- **DATA**:

*****

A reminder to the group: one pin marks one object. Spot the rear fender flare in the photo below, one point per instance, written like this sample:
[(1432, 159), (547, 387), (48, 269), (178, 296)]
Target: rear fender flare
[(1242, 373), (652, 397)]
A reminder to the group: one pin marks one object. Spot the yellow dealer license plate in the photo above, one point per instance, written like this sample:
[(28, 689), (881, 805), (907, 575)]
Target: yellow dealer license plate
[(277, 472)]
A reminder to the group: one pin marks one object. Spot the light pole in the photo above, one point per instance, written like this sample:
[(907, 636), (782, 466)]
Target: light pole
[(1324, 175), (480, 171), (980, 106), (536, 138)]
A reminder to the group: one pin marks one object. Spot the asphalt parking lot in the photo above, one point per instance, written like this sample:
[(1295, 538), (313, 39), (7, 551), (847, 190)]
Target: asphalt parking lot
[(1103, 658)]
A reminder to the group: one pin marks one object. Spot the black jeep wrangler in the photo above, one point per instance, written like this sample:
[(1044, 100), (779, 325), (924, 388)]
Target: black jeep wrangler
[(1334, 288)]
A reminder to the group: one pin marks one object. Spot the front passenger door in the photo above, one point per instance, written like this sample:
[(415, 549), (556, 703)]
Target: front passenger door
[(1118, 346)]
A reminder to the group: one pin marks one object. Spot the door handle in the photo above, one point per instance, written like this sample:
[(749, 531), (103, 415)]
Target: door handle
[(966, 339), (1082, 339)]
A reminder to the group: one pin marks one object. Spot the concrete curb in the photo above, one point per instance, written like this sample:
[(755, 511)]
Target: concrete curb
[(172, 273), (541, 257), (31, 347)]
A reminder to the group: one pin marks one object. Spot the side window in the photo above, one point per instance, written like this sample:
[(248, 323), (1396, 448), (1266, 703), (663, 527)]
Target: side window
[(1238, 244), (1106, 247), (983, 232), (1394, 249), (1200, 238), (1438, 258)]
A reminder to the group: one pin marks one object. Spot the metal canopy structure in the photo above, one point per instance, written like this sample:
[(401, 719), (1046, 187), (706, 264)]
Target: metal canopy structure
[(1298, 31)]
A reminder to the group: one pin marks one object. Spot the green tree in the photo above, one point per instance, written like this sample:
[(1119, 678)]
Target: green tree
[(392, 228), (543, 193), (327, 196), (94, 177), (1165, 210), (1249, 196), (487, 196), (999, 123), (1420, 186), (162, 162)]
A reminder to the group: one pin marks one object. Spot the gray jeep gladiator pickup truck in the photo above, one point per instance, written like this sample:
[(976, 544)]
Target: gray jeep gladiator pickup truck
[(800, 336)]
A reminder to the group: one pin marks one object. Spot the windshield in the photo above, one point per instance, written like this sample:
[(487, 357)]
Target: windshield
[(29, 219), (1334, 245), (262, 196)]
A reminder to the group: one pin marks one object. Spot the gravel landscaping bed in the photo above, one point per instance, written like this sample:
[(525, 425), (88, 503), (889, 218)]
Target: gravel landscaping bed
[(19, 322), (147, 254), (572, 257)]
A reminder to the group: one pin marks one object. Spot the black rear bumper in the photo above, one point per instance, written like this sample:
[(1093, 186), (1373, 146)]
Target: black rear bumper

*****

- **YOUR OBJECTIVE**: Repeat word for word every line from the one that holds "Spot the gravel" to the end. Both ends count.

- **RESULT FOR THIS EXERCISE**:
A reminder to the group: one pin marks one object. Spot the gravel landscaping bed in the photo above, one point per instance, written like this sample:
[(525, 425), (88, 503), (889, 218)]
Target: gravel landscaping bed
[(19, 322), (147, 254), (572, 257)]
A reminder to the group: one pin marks one object. Spot the black rear bumper in the photo above, one point per instance, written like this sample:
[(1093, 186), (1373, 146)]
Target: black rear bumper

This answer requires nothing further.